## What is being asked
Your answer must consist solely of the lines from the start of the entries below through the line with "pixel 1214 184.", unchanged.

+++ Material for the task

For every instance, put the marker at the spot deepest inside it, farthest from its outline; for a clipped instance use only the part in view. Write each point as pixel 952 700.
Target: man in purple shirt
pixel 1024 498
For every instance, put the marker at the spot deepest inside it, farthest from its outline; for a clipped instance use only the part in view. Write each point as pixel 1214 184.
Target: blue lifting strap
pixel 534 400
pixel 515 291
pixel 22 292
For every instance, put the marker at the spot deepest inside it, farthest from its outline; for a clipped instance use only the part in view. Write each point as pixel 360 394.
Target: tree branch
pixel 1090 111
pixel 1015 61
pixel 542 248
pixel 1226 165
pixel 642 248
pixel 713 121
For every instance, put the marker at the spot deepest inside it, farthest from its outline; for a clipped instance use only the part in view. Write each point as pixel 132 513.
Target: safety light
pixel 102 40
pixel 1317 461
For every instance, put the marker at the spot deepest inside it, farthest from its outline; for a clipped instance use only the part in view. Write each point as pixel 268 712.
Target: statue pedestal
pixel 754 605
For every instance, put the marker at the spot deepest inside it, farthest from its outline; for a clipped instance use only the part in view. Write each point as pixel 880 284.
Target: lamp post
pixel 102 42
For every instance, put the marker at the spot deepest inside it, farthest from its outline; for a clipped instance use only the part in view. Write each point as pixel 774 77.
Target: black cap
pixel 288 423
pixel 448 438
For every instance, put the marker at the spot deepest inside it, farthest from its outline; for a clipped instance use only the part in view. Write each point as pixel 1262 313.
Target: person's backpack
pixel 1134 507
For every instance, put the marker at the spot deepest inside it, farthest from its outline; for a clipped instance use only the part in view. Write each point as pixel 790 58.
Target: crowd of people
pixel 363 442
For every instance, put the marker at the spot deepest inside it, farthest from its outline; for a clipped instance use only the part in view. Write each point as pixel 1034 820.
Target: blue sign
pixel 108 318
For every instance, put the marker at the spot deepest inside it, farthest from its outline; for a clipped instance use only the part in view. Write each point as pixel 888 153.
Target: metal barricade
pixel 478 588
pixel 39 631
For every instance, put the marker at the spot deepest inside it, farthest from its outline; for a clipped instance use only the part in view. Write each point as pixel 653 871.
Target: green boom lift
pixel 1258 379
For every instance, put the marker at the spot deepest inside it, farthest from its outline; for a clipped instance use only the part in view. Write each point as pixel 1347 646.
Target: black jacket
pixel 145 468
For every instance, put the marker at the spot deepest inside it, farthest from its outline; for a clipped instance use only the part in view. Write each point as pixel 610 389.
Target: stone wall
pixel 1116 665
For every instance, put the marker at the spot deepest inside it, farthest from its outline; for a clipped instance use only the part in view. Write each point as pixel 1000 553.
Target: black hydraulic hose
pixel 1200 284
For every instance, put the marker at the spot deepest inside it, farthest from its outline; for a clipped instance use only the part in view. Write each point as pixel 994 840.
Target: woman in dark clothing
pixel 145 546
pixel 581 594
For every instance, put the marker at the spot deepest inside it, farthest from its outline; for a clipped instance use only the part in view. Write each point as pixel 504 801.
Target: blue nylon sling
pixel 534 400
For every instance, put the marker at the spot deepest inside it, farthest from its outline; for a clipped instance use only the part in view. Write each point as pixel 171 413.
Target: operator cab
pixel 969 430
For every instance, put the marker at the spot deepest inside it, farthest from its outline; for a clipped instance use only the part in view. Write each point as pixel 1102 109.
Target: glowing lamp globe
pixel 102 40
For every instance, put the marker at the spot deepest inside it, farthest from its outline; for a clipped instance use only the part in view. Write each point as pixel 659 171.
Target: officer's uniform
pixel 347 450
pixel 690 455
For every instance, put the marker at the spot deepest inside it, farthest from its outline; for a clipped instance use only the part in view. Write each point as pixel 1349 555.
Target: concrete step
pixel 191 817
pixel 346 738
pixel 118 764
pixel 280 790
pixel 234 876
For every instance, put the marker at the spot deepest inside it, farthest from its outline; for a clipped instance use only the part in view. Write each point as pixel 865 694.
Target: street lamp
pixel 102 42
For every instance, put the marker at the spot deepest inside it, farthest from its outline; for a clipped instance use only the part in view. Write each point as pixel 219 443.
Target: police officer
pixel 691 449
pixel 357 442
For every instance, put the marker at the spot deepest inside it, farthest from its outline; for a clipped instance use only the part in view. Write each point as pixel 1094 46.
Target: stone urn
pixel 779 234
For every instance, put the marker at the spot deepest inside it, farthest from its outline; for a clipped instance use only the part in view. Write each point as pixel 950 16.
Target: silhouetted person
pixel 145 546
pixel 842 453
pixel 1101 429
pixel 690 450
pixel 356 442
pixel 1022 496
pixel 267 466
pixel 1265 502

++++++

## Response to the task
For every instance, put the marker at the spot deepest inside it, farthest from its outline; for a clipped instance use only the part in view. Write each point as pixel 952 700.
Target: man in purple shirt
pixel 1024 498
For every instance, put the marker at the spot deepest inside it, farthest from its outline; for a clipped instance use only the part in view. Write each point as pixel 1214 184.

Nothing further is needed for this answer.